What the task requires | Can you pull out every line in the records below that contains the string "feather"? Case counts.

[Point labeling records]
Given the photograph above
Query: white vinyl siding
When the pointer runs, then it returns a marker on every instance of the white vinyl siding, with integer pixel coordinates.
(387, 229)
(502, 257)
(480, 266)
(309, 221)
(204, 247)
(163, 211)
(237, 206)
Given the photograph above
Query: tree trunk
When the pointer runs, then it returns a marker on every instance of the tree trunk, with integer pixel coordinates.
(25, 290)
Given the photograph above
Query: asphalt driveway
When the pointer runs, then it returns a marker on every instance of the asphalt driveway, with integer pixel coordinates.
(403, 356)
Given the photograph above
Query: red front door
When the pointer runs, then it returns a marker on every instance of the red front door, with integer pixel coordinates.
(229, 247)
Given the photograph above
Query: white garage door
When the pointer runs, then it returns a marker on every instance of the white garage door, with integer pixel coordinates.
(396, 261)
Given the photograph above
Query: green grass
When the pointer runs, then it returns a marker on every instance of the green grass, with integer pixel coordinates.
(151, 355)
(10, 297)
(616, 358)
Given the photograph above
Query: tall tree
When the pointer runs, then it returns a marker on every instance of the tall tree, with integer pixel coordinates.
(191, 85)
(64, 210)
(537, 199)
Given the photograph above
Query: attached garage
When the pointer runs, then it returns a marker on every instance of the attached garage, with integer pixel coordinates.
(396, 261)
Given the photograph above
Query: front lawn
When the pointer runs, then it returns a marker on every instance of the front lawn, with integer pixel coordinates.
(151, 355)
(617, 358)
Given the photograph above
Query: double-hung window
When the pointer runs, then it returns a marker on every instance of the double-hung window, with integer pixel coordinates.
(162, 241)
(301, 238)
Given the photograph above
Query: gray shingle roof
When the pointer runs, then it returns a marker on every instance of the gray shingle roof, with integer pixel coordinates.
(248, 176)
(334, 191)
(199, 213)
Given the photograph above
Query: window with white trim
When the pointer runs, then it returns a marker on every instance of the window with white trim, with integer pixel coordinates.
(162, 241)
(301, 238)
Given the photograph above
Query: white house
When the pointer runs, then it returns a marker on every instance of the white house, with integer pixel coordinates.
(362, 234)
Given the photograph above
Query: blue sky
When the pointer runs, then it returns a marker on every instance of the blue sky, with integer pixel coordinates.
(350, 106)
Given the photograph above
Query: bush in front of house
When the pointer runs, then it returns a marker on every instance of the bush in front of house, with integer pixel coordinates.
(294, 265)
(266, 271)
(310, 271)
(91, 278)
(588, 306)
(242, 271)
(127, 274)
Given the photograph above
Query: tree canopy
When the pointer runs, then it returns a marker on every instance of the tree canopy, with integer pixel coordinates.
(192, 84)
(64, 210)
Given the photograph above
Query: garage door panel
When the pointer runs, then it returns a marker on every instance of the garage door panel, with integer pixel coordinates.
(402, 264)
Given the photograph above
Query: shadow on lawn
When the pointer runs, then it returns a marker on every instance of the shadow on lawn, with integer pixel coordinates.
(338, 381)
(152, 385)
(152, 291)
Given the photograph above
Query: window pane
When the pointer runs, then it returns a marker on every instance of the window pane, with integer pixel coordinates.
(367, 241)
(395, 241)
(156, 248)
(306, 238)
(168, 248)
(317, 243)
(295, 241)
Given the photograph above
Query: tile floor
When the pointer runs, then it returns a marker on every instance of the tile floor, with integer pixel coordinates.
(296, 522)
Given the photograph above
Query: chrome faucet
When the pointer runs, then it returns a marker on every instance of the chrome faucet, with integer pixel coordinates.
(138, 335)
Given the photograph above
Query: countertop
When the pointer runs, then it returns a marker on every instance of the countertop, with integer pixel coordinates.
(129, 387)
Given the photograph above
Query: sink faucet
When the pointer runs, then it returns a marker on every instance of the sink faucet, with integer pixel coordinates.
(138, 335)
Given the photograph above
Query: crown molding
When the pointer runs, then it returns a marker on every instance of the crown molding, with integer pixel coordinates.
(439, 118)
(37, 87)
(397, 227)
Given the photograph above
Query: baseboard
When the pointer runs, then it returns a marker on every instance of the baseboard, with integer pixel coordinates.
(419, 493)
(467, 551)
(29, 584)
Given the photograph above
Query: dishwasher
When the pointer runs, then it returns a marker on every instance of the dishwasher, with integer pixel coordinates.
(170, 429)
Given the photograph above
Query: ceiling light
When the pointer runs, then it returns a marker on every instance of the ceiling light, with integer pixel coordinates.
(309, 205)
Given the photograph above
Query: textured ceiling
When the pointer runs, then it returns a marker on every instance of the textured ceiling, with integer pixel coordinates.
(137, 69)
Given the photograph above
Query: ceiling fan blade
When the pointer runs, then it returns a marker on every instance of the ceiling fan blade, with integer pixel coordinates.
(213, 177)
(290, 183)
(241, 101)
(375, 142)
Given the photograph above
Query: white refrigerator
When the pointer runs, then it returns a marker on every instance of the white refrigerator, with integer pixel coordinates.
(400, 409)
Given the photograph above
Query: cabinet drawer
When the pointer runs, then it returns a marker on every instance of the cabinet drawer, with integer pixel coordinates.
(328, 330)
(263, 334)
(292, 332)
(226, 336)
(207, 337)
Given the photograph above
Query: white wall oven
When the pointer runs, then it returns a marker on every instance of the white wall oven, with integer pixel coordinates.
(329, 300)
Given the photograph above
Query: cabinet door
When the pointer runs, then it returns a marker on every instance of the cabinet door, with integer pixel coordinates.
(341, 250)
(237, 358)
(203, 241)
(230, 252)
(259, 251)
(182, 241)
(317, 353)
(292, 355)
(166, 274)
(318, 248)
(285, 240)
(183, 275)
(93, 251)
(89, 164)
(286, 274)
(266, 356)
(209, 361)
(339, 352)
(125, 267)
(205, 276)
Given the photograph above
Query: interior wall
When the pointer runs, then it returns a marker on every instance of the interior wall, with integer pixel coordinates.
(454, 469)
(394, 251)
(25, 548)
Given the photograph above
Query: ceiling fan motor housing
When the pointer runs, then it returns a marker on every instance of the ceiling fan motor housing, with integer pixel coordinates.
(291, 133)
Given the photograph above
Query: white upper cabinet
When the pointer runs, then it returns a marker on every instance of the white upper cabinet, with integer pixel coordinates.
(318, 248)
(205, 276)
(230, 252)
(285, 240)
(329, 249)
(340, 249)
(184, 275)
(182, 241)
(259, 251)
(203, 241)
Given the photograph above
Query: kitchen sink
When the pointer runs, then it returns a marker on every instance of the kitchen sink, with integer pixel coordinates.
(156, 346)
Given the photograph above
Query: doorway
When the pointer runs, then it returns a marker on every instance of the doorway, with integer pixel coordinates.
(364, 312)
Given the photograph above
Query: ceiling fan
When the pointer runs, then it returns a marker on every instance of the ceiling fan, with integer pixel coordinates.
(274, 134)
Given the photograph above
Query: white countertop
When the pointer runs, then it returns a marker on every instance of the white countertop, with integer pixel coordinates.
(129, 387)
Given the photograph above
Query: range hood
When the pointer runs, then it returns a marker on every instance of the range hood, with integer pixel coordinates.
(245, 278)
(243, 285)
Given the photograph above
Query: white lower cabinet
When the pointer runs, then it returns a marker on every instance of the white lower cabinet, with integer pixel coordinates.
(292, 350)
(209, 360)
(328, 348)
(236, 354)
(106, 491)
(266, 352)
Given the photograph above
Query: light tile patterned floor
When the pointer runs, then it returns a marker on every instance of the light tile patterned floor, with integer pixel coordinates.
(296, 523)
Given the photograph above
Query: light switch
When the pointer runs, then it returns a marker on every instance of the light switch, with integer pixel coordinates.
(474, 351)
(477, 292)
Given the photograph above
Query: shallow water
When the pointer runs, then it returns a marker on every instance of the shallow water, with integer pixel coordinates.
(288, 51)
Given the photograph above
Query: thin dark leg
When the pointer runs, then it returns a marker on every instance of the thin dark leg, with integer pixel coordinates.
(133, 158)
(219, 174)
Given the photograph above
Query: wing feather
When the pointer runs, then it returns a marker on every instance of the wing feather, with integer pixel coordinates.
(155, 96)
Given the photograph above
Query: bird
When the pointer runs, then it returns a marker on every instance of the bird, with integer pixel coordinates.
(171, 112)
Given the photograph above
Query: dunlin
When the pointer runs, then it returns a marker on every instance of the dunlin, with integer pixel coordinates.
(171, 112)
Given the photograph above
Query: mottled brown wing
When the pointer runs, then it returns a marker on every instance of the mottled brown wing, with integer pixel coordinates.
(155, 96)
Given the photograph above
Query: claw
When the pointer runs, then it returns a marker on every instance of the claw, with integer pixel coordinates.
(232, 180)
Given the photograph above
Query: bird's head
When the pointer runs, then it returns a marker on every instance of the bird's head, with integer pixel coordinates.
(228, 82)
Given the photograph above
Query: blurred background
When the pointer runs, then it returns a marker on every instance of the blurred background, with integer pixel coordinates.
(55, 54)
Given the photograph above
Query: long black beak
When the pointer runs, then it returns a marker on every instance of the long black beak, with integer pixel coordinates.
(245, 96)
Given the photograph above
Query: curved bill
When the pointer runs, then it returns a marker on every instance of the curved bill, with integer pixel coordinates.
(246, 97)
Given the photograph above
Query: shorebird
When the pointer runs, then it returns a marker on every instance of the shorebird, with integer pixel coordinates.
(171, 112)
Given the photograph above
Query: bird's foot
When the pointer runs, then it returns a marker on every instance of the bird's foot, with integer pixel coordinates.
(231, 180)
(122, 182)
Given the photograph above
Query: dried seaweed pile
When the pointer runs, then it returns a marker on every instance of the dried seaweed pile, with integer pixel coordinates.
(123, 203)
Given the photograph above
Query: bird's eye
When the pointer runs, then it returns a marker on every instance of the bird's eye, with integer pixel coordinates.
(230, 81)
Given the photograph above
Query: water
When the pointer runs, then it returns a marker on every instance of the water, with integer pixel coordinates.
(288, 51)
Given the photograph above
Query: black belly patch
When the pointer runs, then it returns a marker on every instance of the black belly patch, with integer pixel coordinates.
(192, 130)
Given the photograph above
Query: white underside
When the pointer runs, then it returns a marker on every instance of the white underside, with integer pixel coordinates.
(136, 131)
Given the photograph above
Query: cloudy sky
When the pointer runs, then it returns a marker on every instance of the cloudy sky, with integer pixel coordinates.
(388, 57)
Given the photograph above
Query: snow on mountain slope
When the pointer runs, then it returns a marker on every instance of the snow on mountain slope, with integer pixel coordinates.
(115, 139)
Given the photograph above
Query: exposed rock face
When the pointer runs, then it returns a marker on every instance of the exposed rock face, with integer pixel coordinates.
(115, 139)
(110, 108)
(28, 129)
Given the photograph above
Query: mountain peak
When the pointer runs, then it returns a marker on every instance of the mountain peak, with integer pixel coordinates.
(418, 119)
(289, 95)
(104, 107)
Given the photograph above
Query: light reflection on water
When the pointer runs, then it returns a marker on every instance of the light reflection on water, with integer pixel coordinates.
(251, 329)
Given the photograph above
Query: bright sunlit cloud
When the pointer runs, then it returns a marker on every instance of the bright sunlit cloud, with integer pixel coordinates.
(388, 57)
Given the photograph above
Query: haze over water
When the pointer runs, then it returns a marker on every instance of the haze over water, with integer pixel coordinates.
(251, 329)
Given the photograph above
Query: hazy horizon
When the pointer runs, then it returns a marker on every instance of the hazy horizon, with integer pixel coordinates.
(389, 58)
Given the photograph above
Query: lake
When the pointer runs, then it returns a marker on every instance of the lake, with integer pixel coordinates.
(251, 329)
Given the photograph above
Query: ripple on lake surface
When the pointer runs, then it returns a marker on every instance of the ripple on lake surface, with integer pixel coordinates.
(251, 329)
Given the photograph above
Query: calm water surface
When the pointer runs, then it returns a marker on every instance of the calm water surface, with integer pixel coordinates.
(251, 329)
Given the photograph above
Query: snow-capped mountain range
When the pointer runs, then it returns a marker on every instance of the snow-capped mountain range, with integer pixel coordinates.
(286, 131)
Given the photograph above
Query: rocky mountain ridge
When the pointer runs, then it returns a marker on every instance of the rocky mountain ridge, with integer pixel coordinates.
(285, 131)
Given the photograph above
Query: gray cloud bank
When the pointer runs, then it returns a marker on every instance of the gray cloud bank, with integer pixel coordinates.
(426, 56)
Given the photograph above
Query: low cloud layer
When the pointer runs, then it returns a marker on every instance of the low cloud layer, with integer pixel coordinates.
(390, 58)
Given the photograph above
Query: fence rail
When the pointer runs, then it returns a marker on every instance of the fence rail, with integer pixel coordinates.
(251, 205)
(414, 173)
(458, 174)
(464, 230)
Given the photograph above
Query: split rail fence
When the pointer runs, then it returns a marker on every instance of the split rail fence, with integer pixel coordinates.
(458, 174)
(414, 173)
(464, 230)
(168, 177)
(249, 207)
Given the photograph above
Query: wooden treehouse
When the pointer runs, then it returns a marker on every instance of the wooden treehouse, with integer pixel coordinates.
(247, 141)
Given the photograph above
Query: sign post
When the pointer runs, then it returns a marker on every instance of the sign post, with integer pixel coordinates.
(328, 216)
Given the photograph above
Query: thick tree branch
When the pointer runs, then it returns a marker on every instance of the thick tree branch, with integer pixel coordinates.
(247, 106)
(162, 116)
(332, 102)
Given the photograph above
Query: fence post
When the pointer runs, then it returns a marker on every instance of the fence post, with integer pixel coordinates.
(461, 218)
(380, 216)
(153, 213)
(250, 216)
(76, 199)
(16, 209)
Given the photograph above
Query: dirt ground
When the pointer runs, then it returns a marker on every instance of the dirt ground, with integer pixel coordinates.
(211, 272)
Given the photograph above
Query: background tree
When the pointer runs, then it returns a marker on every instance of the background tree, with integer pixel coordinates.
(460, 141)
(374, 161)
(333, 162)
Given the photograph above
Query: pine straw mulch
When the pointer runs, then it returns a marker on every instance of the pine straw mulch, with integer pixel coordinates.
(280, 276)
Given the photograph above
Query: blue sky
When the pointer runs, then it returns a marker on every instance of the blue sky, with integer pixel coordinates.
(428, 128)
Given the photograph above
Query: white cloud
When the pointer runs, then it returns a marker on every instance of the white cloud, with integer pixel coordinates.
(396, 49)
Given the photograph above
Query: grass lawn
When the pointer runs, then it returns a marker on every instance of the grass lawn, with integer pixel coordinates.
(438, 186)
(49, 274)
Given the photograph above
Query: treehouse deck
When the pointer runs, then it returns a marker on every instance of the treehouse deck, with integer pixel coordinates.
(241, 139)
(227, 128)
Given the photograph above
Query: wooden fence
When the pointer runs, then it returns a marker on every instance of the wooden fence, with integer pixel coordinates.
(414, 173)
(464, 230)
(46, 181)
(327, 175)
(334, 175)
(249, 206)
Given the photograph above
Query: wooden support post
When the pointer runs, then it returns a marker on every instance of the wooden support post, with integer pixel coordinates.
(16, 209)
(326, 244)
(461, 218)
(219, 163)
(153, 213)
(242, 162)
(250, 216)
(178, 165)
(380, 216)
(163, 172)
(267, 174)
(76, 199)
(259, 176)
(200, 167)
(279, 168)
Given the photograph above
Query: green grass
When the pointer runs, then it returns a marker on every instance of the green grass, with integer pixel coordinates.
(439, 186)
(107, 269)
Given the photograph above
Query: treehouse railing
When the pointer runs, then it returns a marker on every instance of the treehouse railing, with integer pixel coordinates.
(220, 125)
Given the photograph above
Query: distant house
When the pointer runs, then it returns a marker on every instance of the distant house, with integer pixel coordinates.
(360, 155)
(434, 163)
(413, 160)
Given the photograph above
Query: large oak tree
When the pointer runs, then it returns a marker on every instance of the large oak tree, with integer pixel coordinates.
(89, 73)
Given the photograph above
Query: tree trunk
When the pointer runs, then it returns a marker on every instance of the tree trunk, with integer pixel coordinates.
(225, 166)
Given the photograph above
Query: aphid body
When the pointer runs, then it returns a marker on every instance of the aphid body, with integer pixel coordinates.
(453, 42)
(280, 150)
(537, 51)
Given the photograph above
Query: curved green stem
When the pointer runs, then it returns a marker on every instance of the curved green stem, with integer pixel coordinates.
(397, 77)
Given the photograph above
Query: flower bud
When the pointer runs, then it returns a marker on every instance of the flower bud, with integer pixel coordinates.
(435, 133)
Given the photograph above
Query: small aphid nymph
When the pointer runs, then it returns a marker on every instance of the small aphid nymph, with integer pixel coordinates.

Response to the task |
Query: wing feather
When the pointer runs, then it returns a marker on every instance of the wing feather, with integer pixel coordinates.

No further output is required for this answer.